[PROBLEM DESCRIPTION]
Scale down the data below, from its start through the line containing "295, 559, 393, 595", and rewrite each of those lines, requests included. Multiply every bounding box coordinate in the answers by 0.3 and round to whole numbers, with halves rounded up; leave the requests unchanged.

[DATA FOR THIS EXERCISE]
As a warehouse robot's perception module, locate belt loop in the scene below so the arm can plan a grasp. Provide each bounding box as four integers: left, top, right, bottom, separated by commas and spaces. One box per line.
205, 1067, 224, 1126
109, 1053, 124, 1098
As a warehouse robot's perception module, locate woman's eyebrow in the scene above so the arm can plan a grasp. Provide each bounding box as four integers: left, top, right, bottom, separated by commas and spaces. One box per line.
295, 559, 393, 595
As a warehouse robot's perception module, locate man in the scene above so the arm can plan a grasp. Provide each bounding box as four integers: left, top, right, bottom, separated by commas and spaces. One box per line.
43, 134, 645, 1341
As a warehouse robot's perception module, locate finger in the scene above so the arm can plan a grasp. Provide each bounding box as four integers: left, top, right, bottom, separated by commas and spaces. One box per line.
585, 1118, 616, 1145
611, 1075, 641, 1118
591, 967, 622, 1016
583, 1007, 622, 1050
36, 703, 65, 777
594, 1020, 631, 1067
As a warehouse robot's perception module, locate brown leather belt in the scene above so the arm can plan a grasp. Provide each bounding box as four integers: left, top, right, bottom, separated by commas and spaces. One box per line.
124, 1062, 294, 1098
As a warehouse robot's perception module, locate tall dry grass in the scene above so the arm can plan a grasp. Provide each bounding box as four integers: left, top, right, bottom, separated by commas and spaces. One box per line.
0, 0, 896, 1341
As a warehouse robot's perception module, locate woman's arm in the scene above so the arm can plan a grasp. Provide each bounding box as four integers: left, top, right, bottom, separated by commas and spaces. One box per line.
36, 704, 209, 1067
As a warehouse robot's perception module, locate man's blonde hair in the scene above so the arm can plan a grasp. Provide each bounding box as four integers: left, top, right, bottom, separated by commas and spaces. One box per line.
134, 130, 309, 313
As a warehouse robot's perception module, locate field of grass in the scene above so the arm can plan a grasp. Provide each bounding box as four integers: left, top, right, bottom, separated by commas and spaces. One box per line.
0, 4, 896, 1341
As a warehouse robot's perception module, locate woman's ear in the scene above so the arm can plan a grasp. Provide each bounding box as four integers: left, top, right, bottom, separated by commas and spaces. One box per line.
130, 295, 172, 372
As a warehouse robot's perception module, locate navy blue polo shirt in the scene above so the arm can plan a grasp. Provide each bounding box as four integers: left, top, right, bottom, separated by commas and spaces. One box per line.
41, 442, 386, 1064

[WORKED ANSWER]
As a warehouse robot's perception module, locate belt loop in the scene below so the arm can plan a grasp. Provide each bounding box as four integers: left, top, right, bottom, separated by commas and spaces. One box per line.
62, 320, 67, 338
33, 316, 37, 329
As a warehouse robot's perception module, locate woman's eyebrow in the scene above so the arm can plan a grasp. Provide each bounding box as four integers: left, top, right, bottom, separated by commas and spaces. One box per line.
89, 168, 118, 179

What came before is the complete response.